**AIM OF THE EXERCISE:**
Count the lines in the records below that contain the word "white", and reply with only that number.
┌─ EXCERPTED DATA
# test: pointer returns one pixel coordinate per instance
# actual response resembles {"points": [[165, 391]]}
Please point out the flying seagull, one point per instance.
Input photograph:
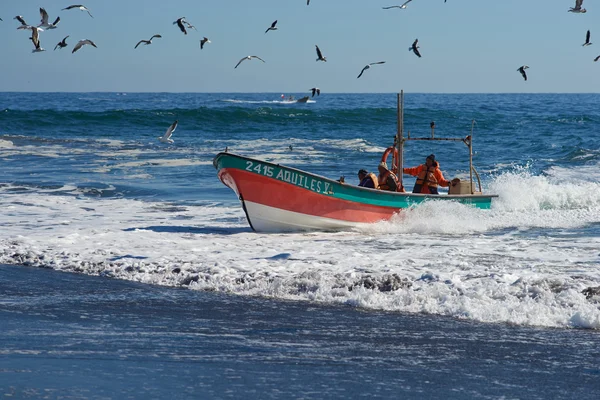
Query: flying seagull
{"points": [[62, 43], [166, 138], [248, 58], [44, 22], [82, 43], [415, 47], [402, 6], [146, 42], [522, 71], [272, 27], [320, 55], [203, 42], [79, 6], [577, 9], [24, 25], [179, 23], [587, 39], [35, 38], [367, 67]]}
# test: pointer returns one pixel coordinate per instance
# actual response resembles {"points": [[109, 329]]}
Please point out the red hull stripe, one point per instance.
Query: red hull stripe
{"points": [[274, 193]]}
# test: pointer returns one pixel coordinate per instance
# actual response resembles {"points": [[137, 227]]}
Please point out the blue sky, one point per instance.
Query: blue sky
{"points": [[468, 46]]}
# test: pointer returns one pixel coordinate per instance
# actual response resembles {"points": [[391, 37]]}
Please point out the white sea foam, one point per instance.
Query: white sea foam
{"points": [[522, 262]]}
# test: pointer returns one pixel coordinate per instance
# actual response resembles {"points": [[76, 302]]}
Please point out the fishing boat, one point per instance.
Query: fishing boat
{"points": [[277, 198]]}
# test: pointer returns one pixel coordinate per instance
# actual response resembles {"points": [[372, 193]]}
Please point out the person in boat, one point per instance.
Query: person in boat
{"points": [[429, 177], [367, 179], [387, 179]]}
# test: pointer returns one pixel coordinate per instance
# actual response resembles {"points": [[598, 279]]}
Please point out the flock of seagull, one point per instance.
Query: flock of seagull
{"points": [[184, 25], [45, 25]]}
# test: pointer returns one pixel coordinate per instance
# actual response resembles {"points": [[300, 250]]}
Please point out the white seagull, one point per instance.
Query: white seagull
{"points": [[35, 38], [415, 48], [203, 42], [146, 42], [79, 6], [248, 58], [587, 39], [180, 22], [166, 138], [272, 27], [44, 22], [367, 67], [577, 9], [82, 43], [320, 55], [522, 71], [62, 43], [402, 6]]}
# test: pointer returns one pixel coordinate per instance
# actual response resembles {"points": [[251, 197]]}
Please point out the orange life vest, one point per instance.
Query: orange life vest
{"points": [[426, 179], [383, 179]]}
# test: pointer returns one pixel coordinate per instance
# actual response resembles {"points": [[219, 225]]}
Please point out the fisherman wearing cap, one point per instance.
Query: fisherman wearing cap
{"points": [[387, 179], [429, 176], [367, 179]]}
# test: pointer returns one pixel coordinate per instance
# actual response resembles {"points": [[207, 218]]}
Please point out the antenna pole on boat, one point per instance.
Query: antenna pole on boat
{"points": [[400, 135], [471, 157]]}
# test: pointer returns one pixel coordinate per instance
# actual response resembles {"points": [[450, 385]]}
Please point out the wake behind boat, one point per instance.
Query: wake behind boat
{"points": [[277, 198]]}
└─
┌─ EXCERPTED DATA
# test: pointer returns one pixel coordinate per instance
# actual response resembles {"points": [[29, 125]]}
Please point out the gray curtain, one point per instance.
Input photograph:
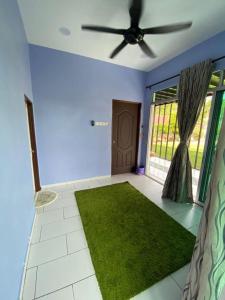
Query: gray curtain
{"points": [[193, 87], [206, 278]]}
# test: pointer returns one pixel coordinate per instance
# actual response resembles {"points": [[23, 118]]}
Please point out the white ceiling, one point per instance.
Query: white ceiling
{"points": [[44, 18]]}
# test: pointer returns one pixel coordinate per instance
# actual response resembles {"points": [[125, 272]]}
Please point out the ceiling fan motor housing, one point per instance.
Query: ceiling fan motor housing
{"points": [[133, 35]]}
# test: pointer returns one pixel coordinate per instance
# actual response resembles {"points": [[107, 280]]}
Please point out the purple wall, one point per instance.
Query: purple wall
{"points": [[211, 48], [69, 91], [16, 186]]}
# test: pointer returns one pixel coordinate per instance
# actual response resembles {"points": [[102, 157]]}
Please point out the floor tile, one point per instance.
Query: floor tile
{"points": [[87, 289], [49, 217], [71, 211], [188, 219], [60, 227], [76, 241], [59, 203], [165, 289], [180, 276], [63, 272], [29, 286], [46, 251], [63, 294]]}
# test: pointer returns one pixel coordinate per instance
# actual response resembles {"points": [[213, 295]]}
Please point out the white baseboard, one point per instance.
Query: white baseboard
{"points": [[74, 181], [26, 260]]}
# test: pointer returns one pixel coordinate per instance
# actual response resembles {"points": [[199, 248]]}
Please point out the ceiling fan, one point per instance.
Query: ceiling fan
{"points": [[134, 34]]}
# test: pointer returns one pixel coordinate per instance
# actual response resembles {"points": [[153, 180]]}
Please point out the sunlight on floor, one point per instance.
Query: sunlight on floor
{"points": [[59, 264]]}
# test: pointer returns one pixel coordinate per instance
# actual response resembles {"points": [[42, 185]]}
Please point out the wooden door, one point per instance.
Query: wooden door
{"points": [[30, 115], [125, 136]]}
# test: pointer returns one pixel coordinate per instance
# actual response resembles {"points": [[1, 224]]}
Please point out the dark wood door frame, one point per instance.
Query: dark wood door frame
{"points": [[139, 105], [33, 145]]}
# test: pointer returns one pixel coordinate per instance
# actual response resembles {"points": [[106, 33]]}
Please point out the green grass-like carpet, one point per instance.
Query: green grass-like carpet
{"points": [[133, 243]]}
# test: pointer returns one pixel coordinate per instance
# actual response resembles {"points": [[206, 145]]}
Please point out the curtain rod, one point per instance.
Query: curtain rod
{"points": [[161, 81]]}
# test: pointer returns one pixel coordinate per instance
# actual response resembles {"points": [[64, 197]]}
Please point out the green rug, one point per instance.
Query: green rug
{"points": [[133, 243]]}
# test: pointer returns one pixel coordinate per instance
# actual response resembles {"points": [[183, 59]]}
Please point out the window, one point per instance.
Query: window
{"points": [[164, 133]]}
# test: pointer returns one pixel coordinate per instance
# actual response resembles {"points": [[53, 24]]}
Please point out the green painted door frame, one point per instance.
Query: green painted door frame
└─
**FULL RESPONSE:**
8